WHAT YOU WILL DO: Which lines in the records below contain the string "wall", matching case exactly? Copy each of those lines in full.

Data records
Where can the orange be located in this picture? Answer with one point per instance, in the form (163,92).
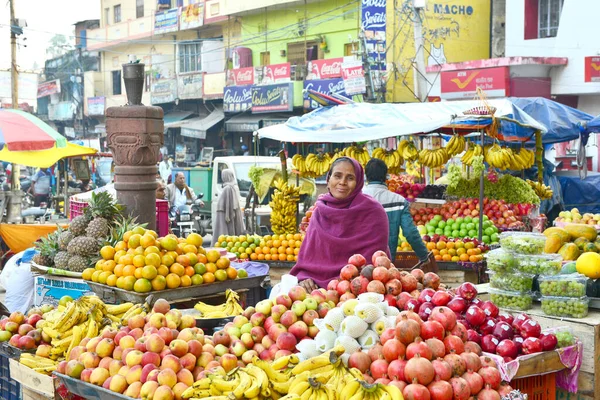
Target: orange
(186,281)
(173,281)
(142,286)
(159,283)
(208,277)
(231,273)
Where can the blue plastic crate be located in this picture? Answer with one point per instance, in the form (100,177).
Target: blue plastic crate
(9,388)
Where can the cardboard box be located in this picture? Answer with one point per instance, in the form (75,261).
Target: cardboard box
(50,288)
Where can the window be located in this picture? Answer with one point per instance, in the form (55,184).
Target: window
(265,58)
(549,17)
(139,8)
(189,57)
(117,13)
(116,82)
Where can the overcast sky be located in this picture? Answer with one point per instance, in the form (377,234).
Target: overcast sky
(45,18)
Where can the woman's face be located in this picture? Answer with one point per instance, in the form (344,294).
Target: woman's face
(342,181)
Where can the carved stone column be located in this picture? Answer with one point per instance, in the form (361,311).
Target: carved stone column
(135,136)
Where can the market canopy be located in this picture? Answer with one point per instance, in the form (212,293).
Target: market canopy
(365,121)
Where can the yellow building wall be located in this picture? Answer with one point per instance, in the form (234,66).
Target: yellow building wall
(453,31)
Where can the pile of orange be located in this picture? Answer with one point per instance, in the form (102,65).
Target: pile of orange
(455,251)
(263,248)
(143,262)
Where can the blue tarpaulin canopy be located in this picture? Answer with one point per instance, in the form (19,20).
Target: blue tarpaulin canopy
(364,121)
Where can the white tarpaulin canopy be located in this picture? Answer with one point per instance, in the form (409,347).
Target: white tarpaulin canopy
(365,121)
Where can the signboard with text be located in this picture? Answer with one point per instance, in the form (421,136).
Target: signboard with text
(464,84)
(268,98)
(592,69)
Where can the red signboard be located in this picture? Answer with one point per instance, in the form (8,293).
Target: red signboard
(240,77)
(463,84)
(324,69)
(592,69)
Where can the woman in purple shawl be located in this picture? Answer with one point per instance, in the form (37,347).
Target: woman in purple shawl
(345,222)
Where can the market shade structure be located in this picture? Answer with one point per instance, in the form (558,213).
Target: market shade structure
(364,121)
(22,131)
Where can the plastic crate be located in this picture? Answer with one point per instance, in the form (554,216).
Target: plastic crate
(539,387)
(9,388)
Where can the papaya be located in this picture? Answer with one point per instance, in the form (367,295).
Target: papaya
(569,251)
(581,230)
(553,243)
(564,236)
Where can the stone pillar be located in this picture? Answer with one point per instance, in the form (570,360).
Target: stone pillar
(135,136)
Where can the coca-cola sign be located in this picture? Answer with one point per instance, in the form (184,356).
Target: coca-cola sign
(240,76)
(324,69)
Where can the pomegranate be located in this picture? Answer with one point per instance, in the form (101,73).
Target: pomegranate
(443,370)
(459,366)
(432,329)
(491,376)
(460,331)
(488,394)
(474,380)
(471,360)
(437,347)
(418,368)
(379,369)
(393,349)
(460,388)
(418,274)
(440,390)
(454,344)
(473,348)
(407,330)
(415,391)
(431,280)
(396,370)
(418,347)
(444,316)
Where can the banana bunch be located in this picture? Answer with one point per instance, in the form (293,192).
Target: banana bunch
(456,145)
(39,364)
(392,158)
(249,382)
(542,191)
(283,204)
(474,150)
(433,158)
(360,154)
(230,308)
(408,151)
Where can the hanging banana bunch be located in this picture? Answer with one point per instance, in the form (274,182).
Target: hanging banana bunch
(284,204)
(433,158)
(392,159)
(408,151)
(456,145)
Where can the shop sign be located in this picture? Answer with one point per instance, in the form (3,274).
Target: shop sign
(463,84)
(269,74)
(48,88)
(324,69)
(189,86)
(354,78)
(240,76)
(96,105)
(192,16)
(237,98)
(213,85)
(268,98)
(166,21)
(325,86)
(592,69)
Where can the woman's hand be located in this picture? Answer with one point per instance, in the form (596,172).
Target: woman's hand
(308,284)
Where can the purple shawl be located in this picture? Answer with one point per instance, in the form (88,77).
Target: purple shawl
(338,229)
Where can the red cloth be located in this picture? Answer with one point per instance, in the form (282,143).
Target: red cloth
* * *
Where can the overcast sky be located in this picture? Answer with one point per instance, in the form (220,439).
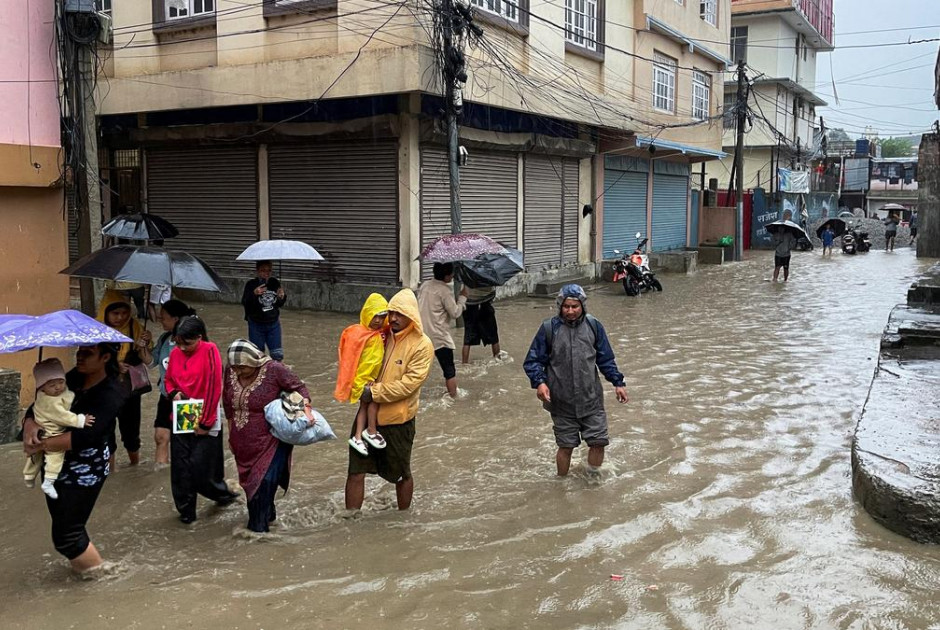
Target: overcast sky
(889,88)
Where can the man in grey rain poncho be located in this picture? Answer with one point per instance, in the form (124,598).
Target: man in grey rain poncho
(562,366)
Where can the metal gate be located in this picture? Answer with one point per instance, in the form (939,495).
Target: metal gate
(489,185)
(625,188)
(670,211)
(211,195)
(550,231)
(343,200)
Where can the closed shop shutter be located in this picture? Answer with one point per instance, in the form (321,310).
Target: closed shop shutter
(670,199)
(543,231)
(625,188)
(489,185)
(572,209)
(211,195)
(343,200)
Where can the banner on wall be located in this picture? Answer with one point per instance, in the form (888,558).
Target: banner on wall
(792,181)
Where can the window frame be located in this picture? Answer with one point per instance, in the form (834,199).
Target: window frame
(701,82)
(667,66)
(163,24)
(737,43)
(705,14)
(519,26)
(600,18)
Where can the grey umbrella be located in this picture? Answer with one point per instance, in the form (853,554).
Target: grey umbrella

EXERCISE OUTPUT:
Where can the yellow building wall be located in this picture? Answer with one point per instance, in the form (234,66).
Target: yellow building wall
Where can the banner on wall be located in this picture? Answer with one point per instance, in the form (888,558).
Target: banner on wall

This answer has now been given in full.